### Extract
****************************************
跳转至

Foundry

The Foundry connector enables data sharing from one instance of Foundry to another. This workflow requires access to both Foundry instances, and designates one instance as the "source" and the other as the "destination." Throughout the data connection process, users will perform most functions on the destination instance.

Note that this connector is not currently compatible with views as inputs, nor it is compatible with restricted views. Datasets ingested by the destination instance must first be materialized within their source instance.

For example, if a use case requires the transfer of data from red.palantirfoundry.com to blue.palantirfoundry.com, most of the setup and subsequent interactions will take place in the destination instance blue.palantirfoundry.com, which is where the transferred data will ultimately land. The workflows discussed below read data via ingest, rather than write data via export.

Supported capabilities

Capability Status
Bulk import 🟢 Generally available
Streaming ingests 🟢 Generally available
Incremental ingests 🟢 Generally available
Exploration Coming soon
Virtual tables 🟡 Beta
Compute pushdown Not available
Table exports Not available
Export tasks Not available

Setup

  1. Open the Data Connection application and select + New Source in the upper-right corner of the screen.

  2. Select Foundry from the available connector types.

  3. Choose to use a direct connection over the Internet or to connect through an intermediary agent.

  4. Input the hostname of your source Foundry instance. In this case, blue.palantirfoundry.com will pull data from red.palantirfoundry.com, so red.palantirfoundry.com is the source instance.

  5. Choose a means of authentication.

  6. Create an egress policy for the source instance if you are using a direct connection. To ingest data from red.palantirfoundry.com to blue.palantirfoundry.com, create an egress policy for the URL https://red.palantirfoundry.com on port 443. Unlike traditional data connections, you must whitelist all IP addresses within the source instance. This is done through Control Panel by selecting the option to Configure network ingress

  7. Follow the instructions below to configure ingress IP allowlisting for the source instance by adding the destination instance's IP addresses to the source instance's Network ingress extension in Control Panel:

  8. Navigate to the Network egress Control Panel extension in the destination instance to identify the appropriate IP addresses.
  9. Launch the Network ingress Control Panel extension in the source instance.
  10. Review the existing documentation to configure network ingress.

:::callout{theme="neutral"} If you are creating an agent-based connection, then you must provide the appropriate IP addresses based on your agent's host. Additionally, your agent must use Java 21, at a minimum, as agent-based connections using the Foundry connector are not compatible with prior versions of Java. Learn more about identifying IPs when configuring network egress. :::

:::callout{theme="neutral"} Contact Palantir Support if you are unable to access the Network ingress Control Panel extension. :::

Learn more about setting up a connector in Foundry.
****************************************
Entries from a point annotation set:
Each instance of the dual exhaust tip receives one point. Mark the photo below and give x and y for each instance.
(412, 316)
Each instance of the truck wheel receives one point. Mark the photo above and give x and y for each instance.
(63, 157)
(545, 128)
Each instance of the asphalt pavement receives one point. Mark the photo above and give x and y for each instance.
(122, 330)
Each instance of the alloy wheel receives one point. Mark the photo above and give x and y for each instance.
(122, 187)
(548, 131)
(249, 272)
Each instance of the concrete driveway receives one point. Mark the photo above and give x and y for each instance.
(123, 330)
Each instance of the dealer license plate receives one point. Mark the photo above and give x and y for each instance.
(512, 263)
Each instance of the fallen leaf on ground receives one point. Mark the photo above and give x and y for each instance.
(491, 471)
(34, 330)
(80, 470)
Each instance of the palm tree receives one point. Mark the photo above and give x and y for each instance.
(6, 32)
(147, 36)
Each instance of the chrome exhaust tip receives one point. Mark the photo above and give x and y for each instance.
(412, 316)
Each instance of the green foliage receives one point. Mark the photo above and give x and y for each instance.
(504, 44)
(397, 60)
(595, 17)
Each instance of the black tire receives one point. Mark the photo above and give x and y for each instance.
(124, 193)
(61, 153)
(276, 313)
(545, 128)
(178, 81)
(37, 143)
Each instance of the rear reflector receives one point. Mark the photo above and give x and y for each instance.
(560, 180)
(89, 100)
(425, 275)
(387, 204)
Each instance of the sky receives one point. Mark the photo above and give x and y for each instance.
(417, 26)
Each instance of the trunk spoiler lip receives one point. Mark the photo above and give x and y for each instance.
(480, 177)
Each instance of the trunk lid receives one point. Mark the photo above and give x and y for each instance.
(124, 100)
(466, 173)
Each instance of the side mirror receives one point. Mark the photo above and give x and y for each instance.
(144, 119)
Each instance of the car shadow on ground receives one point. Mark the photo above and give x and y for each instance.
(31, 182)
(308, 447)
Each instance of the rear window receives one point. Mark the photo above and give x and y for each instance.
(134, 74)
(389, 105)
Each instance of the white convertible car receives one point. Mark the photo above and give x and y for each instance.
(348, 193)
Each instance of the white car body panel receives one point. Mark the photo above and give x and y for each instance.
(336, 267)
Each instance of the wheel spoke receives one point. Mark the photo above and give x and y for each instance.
****************************************
### Problem to solve
Please reproduce the passage of the Foundry connector text above word for word, starting at "5. Choose a" and ending at "extension in the source instance.".

### Answer to this task
5. Choose a means of authentication.

  6. Create an egress policy for the source instance if you are using a direct connection. To ingest data from red.palantirfoundry.com to blue.palantirfoundry.com, create an egress policy for the URL https://red.palantirfoundry.com on port 443. Unlike traditional data connections, you must whitelist all IP addresses within the source instance. This is done through Control Panel by selecting the option to Configure network ingress

  7. Follow the instructions below to configure ingress IP allowlisting for the source instance by adding the destination instance's IP addresses to the source instance's Network ingress extension in Control Panel:

  8. Navigate to the Network egress Control Panel extension in the destination instance to identify the appropriate IP addresses.
  9. Launch the Network ingress Control Panel extension in the source instance.